Skip the pictures and repeat each line of the data exactly.

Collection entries
--

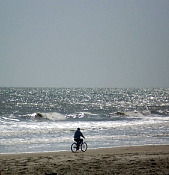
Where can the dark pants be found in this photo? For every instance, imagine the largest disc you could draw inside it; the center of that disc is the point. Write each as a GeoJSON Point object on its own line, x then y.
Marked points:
{"type": "Point", "coordinates": [79, 141]}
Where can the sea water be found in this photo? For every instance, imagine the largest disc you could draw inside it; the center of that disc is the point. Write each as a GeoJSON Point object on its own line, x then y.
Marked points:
{"type": "Point", "coordinates": [45, 119]}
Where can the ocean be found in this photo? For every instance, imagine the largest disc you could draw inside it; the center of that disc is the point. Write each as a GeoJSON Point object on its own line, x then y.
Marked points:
{"type": "Point", "coordinates": [45, 119]}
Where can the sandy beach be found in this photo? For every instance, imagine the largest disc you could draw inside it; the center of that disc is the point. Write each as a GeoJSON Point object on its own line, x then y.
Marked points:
{"type": "Point", "coordinates": [121, 160]}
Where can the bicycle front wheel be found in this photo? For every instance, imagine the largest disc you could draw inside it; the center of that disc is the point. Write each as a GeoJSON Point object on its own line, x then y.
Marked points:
{"type": "Point", "coordinates": [74, 147]}
{"type": "Point", "coordinates": [84, 146]}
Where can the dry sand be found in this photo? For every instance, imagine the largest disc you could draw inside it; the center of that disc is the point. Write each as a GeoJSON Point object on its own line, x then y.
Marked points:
{"type": "Point", "coordinates": [149, 160]}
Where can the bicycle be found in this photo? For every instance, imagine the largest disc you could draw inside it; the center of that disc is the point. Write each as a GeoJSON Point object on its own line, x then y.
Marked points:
{"type": "Point", "coordinates": [82, 146]}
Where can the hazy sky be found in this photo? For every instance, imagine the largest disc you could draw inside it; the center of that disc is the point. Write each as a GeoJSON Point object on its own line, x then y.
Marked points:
{"type": "Point", "coordinates": [84, 43]}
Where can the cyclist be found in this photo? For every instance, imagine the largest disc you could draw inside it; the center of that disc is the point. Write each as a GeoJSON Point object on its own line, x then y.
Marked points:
{"type": "Point", "coordinates": [77, 138]}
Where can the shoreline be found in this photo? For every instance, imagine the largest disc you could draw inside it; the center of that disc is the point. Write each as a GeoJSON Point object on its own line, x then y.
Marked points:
{"type": "Point", "coordinates": [149, 159]}
{"type": "Point", "coordinates": [57, 151]}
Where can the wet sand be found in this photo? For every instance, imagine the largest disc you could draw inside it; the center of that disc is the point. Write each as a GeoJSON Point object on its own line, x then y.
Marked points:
{"type": "Point", "coordinates": [137, 160]}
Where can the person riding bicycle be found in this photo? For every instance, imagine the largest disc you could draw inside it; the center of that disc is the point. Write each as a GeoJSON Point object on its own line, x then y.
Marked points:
{"type": "Point", "coordinates": [77, 138]}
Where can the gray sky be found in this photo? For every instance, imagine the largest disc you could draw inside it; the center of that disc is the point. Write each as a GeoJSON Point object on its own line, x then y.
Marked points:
{"type": "Point", "coordinates": [84, 43]}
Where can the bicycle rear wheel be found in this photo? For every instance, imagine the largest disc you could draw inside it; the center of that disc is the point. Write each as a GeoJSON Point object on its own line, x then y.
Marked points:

--

● Task output:
Where can the dark pants be found in this photo? For every instance, imagine the largest disc you could draw inside it; the center of that disc is the point. Write each as a GeoJSON Point object on its own line, x then y.
Marked points:
{"type": "Point", "coordinates": [79, 141]}
Where can the sea water be found in this photo? For every instance, imagine the largest disc you could draw inside it; the center of that disc is the point. Write each as a GeoJSON Point object on its own line, x then y.
Marked points:
{"type": "Point", "coordinates": [45, 119]}
Where can the ocean be found in this photo? For every instance, imagine the largest disc you could draw inside it; the center of that disc is the point. Write each as a GeoJSON Point object on its own line, x then y.
Marked points:
{"type": "Point", "coordinates": [45, 119]}
Where can the sandy beach be found in this photo? For every instance, imagine the largest disc you could draw inside it; the center of that disc is the point. Write each as a GeoJSON Point object on its own line, x then y.
Marked points:
{"type": "Point", "coordinates": [121, 160]}
Where can the bicycle front wheel be found in this photo? For every instance, imagine the largest disc you could draw inside it; the center of that disc is the point. Write each as a GeoJSON Point object on its own line, x then y.
Marked points:
{"type": "Point", "coordinates": [74, 147]}
{"type": "Point", "coordinates": [84, 146]}
Where can the dry sand be found in this photo? For every instance, imagine the largest disc you could draw inside it; the center of that disc is the point. Write each as a GeoJSON Point object on its own line, x then y.
Marked points:
{"type": "Point", "coordinates": [149, 160]}
Where can the bicycle be found in this photo? For every instance, imagine the largest disc you could draw inside it; the center of that disc is the point. Write each as a GeoJSON Point object on its own line, x then y.
Marked points:
{"type": "Point", "coordinates": [82, 146]}
Where can the hazy sky be found in this photo? For every instance, imagine the largest disc you could draw inside it; the center of that disc is the point. Write each as a GeoJSON Point object on its own line, x then y.
Marked points:
{"type": "Point", "coordinates": [84, 43]}
Where can the cyclist be found in this photo? For every instance, imagine the largest disc you could draw inside it; the center of that disc is the point. Write each as a GeoJSON Point object on its own line, x then y.
Marked points:
{"type": "Point", "coordinates": [77, 138]}
Where can the shoreline be found in this photo? For every instance, imagine the largest disc you could draw inside it; the center of that disc is the point. Write each as a GeoJSON Point object on its own line, x then y.
Marked points:
{"type": "Point", "coordinates": [149, 159]}
{"type": "Point", "coordinates": [57, 151]}
Where can the wet sand be found in this photo? For every instance, imagine the largest disc you could draw inside it; the center of that disc is the point. Write each as a GeoJSON Point object on its own line, x then y.
Marked points:
{"type": "Point", "coordinates": [137, 160]}
Where can the person riding bicycle be found in this photo? For every instance, imagine the largest disc you could draw inside it; the center of that disc is the point. Write each as a GeoJSON Point object on its own line, x then y.
Marked points:
{"type": "Point", "coordinates": [77, 138]}
Where can the gray sky be found in this photo? For every instance, imagine the largest disc you could draw inside it; the center of that disc is the point. Write each as a GeoJSON Point object on its own line, x then y.
Marked points:
{"type": "Point", "coordinates": [84, 43]}
Where can the bicycle rear wheel be found in this photo? For every instance, imagine the largest disc you could draw inside it; the center of that disc is the point. Write each as a GeoJSON Point object on its own line, x then y.
Marked points:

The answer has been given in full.